WHAT THE EXERCISE ASKS: In the FSOA blog post, what are the three main interview components of the assessment?

PROVIDED PASSAGE:
.....
Wednesday, January 18, 2017

How I Passed the FSOA

FSOA stands for the "Foreign Service Oral Assessment" - the interview portion of the Foreign Service Officer application process. For more information on where this falls in the timeline and detailed updates, make sure to read the official source: the Department of State website here.

As I did with my previous post on the FSOT, I thought I'd share some good (and bad) advice I received while preparing for the FSOA. Of course, I won't go into any non-disclosure-agreement-violating level of detail, but I hope it will still prove helpful to others (as it did for me). This post will be more useful to those who already understand the three main interview components: group exercise, structured interview, and case management. If you're not familiar with these, I recommend you read the official FSOA Information Guide here. As always, keep in mind that my experience is merely one data point among many.
.....
RAW DATA:

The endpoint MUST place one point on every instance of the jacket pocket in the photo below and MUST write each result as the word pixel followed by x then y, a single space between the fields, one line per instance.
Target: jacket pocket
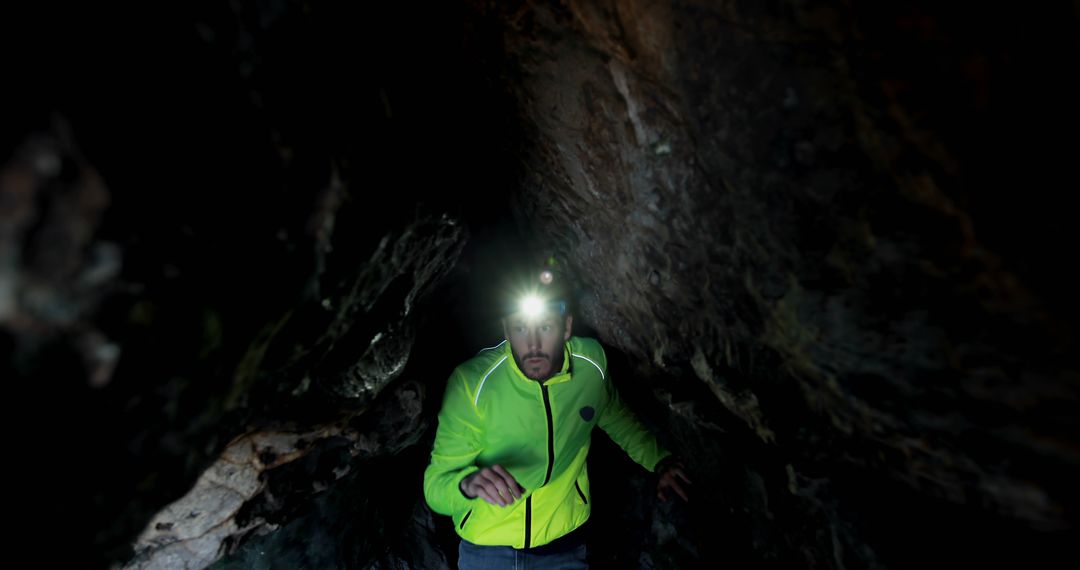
.....
EXERCISE ANSWER: Group exercise, structured interview, and case management.